What you should do.
Only these lines should appear, exactly: the one containing "Objective — one point per instance of the steel" and every line after it through the end of the material below.

Provided material.
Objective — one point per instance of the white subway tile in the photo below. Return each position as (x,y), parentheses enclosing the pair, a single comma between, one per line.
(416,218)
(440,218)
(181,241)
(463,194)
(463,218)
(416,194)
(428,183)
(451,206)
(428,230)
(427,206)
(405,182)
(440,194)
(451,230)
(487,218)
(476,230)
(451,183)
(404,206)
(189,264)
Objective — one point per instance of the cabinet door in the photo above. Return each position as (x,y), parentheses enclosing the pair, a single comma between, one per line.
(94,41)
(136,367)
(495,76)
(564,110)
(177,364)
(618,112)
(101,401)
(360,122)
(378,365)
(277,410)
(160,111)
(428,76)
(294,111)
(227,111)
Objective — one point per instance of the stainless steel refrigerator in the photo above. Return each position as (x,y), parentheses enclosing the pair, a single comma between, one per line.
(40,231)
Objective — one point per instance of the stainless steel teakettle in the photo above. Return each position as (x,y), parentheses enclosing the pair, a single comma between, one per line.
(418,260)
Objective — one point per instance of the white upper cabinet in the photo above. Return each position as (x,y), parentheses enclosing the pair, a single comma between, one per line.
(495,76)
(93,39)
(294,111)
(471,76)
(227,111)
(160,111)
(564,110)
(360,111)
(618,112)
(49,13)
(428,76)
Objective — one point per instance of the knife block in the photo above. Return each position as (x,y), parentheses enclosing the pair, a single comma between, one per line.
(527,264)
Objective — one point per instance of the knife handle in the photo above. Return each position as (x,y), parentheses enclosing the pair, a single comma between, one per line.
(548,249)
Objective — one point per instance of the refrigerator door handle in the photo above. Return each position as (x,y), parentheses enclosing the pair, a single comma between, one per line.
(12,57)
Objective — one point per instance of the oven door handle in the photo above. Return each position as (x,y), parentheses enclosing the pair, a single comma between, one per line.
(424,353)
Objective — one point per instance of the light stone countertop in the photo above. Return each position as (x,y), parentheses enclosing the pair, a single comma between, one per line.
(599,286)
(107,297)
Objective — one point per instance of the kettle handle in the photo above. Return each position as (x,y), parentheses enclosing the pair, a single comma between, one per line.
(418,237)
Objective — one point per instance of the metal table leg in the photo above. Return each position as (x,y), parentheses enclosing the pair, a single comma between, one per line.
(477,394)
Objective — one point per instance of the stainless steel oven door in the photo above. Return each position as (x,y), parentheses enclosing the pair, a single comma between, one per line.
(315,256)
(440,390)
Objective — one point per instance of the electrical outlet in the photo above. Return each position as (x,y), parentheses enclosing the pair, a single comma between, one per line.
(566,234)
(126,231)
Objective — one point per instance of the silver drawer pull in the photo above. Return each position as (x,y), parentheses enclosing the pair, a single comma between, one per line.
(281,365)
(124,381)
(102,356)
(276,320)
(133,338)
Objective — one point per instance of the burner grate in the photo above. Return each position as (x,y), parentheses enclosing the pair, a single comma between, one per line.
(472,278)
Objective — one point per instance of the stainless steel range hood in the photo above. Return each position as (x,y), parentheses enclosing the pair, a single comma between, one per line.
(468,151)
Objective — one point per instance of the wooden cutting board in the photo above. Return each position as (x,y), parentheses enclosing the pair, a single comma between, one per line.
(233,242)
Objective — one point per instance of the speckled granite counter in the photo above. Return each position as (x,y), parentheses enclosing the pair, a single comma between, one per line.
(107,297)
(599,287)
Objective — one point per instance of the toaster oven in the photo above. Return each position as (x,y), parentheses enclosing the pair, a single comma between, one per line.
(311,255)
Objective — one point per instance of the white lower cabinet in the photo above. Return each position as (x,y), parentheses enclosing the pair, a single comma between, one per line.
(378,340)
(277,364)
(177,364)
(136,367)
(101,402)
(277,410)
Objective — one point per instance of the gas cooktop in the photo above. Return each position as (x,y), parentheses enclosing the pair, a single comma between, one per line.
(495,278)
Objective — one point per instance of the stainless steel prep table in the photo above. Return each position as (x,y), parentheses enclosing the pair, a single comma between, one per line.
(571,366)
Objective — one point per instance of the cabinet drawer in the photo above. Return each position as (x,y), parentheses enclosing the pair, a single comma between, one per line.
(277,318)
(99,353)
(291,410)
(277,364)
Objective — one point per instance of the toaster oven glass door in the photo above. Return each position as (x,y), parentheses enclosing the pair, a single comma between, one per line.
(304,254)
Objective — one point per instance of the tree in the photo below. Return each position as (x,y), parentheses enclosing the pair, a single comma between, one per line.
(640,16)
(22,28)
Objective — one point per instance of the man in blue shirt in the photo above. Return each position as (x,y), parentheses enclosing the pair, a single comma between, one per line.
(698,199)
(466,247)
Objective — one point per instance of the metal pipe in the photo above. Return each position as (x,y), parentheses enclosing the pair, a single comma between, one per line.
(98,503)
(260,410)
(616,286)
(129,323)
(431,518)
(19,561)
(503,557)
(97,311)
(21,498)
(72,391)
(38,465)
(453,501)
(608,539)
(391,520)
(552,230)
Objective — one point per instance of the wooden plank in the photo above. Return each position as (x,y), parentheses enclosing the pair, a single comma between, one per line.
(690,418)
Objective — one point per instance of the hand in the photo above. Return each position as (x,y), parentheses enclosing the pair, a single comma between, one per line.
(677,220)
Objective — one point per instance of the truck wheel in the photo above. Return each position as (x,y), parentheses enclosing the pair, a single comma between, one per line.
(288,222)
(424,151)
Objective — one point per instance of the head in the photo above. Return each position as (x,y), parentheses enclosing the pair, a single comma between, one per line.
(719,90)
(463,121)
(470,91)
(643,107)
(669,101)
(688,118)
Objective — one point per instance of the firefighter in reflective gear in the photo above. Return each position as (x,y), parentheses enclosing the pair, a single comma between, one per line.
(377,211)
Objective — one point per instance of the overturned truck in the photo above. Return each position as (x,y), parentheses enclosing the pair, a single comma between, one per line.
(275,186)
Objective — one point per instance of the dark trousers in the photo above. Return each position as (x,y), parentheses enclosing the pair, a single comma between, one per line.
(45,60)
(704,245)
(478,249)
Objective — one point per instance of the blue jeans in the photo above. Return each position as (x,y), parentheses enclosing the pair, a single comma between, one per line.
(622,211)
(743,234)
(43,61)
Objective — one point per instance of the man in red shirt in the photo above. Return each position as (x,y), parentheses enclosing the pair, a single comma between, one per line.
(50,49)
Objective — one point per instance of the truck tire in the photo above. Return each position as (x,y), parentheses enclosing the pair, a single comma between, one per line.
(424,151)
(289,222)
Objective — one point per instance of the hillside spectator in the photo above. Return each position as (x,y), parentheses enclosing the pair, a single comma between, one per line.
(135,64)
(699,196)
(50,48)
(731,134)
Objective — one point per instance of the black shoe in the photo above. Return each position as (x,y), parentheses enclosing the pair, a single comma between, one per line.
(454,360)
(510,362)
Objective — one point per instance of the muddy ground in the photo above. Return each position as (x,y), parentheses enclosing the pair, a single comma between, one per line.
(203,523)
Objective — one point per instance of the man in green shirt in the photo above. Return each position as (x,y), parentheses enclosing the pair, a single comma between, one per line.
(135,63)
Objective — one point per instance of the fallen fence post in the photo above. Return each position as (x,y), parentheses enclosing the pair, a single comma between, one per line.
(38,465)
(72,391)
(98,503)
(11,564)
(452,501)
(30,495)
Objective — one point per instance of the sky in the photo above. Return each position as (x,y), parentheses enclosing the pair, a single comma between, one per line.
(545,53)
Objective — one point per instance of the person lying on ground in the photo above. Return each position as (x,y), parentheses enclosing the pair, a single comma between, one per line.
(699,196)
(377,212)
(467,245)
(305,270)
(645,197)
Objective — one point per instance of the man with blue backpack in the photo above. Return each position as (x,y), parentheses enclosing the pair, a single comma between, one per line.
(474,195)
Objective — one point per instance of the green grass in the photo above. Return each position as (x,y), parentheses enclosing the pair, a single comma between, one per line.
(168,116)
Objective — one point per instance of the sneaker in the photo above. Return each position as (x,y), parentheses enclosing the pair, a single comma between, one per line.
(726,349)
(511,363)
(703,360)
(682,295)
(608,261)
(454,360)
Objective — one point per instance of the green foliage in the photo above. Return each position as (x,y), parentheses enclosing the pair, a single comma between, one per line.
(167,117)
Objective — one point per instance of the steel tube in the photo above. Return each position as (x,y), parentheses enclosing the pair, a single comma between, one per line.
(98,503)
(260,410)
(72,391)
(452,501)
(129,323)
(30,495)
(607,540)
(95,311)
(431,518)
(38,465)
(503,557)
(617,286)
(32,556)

Exercise result.
Objective — one point per instance of the steel tube in the photo above. Return each position as (x,y), parentheses enclosing the pair, a single comma between, one per line.
(98,503)
(260,410)
(72,391)
(452,501)
(129,323)
(30,495)
(607,540)
(95,311)
(431,518)
(38,465)
(503,557)
(617,286)
(32,556)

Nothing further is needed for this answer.